## SET PROBLEM 1
Answer these from the cobweb model extract:
(a) Under what condition does the solution of (7) converge to the equilibrium value?
(b) What is the title of section 4.2?
(c) What kind of function is g said to be?

## EXTRACT
* Start *
Suppose that \(\beta -\beta _{1}<\beta _{1}c\). Then, the solution of (7) converges to the equilibrium value \(p_{e}\).

4.2 Perturbed cobweb model

We consider the system

$$\begin{aligned} \begin{aligned}& D(t)= \gamma +\beta p(t), \\ &S(t)= \gamma _{1}+\beta _{1} \bigl( p(t)+c {}^{C}D_{t_{0}^{+}}^{\alpha , \rho }p(t) \bigr), \\ &D(t)=S(t)+g(t), \end{aligned} \end{aligned}$$
(9)

where g is a continuous function, \(0<\alpha <1\), \(\rho >0\), γ, β, \(\gamma _{1}\), \(\beta _{1}\), \(c \in \mathbb{R}\), \(\beta _{1}\neq 0, c\neq 0\), \(\beta \neq \beta _{1}\).

Theorem 7

The unique solution of (9) is given by

$$\begin{aligned} p(t)={}&E_{\alpha } \biggl( \widetilde{\lambda} \biggl( \frac{t^{\rho}-t_{0}^{\rho }}{\rho } \biggr) ^{\alpha } \biggr) \biggl[ p_{0}+ \frac{\widetilde{r}}{\widetilde{\lambda}} \biggr]- \frac{\widetilde{r}}{\widetilde{\lambda}}\\ &{}+ \int _{t_{0}}^{t} \biggl( \frac{t^{\rho }-s^{\rho }}{\rho } \biggr) ^{\alpha -1}E_{\alpha , \alpha } \biggl( \widetilde{\lambda} \biggl( \frac{t^{\rho }-s^{\rho }}{\rho } \biggr) ^{\alpha } \biggr) s^{\rho -1} \frac{g ( s )}{\beta _{1} c} \,ds, \end{aligned}$$

where \(p_{0}\in \mathbb{R}\).
* End *
Excerpt from a dataset:
* Start *
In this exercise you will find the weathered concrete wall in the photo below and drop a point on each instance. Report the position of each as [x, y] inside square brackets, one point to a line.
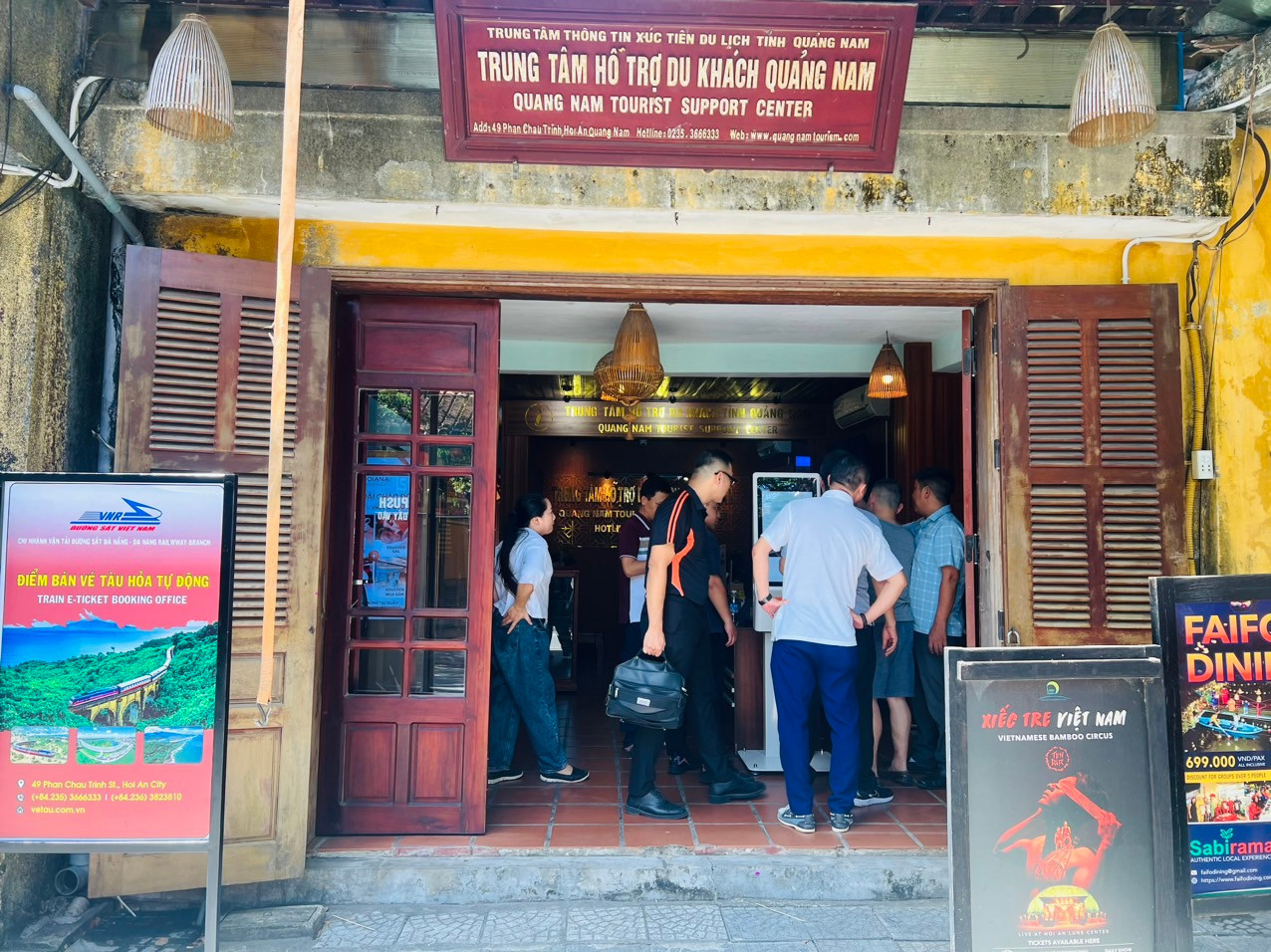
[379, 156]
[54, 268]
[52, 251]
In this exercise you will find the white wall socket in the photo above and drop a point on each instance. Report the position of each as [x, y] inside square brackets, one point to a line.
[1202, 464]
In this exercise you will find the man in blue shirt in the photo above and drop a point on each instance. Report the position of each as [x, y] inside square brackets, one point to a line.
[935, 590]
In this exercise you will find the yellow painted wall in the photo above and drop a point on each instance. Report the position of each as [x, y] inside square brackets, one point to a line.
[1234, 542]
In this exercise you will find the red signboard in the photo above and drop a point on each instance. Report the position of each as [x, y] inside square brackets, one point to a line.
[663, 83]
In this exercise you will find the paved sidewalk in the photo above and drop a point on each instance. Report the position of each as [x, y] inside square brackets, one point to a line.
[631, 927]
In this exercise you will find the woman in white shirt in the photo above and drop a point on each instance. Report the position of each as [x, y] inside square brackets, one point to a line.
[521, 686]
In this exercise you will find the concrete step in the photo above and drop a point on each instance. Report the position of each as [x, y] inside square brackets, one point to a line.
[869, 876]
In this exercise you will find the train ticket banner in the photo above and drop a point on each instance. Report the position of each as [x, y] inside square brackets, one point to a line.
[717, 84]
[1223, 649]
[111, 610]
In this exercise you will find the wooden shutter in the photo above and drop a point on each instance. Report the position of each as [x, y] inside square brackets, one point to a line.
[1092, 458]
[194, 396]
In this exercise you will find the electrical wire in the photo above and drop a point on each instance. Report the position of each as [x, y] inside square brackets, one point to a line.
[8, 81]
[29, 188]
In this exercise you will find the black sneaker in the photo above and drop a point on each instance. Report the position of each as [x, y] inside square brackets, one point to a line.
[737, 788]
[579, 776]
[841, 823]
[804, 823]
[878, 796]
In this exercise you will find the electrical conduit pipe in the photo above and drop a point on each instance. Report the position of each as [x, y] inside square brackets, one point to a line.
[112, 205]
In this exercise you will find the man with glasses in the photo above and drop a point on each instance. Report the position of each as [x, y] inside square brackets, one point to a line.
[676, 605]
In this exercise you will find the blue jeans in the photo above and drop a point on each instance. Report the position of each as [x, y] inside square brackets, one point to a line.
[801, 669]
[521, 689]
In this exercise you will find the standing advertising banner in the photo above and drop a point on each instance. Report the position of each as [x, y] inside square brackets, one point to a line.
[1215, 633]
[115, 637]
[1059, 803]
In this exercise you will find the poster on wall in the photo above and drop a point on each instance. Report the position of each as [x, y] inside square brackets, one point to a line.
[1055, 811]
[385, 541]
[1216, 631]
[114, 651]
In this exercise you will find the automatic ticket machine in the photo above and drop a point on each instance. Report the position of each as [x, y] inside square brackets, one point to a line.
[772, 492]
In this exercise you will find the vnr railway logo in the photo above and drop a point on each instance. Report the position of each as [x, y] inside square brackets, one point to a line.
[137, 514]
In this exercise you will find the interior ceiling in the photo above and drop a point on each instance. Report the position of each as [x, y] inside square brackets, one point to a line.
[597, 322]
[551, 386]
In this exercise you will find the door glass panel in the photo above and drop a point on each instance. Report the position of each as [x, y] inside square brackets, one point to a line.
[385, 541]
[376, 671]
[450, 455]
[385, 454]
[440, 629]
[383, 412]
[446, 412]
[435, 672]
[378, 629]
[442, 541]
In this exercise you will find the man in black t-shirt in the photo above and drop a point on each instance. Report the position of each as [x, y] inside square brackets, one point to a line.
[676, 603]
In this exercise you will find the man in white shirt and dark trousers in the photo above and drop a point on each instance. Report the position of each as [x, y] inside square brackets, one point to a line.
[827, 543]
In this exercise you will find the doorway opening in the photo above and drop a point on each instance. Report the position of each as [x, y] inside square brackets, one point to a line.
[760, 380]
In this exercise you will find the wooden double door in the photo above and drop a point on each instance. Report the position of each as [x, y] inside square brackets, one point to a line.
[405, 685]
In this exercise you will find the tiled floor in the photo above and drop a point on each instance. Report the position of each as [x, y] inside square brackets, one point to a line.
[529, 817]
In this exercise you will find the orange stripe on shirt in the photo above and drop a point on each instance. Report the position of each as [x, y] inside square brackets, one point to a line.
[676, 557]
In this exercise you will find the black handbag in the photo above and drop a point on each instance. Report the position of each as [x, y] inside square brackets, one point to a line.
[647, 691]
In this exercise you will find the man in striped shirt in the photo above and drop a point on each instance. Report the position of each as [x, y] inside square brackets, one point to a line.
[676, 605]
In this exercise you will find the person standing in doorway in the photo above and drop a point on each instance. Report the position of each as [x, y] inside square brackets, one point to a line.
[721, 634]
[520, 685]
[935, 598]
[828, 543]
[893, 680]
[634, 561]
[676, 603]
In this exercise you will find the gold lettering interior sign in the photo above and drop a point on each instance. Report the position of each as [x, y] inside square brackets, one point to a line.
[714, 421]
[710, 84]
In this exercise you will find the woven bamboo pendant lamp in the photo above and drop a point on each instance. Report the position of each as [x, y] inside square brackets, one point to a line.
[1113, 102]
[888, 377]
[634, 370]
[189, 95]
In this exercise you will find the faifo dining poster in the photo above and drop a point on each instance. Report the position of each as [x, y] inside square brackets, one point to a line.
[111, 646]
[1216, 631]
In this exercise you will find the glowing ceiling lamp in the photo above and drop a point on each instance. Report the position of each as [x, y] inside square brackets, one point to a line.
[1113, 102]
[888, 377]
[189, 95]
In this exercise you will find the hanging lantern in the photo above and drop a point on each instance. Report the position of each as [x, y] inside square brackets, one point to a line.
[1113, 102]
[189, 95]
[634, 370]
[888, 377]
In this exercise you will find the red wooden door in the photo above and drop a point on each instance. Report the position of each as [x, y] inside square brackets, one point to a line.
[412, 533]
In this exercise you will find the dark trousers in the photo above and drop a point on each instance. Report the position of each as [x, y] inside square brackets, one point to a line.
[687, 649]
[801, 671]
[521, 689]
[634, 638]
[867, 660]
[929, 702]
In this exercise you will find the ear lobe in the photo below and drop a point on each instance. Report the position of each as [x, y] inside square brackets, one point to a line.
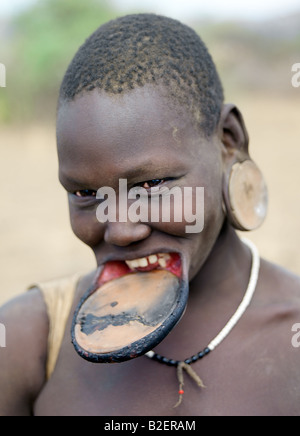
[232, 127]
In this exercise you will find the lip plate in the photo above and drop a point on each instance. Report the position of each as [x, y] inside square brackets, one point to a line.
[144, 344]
* End *
## SET PROBLEM 2
Arrange the entries from the start through the line with "[1234, 542]" as a numbered list, leaving out the pictures.

## WRITTEN REPLY 1
(a) When β − β₁ < β₁c.
(b) Perturbed cobweb model.
(c) A continuous function.

## WRITTEN REPLY 2
1. In this exercise you will find the weathered concrete wall in the photo below and drop a point on each instance. Report the position of each as [x, y] inside square brackets, one point to a line.
2. [379, 156]
3. [54, 268]
4. [52, 251]
5. In this exercise you will find the white wall socket in the photo above and drop a point on each instance. Report the position of each as [x, y] inside square brackets, one point to a line.
6. [1202, 464]
7. In this exercise you will find the man in blue shirt in the photo above and drop a point on each instance. Report the position of each as [x, y] inside square brackets, one point to a line.
8. [935, 590]
9. In this exercise you will find the yellow painted wall in the photo above and drop a point on each instance. Report the position of each as [x, y] inside square brackets, one point to a line.
10. [1234, 542]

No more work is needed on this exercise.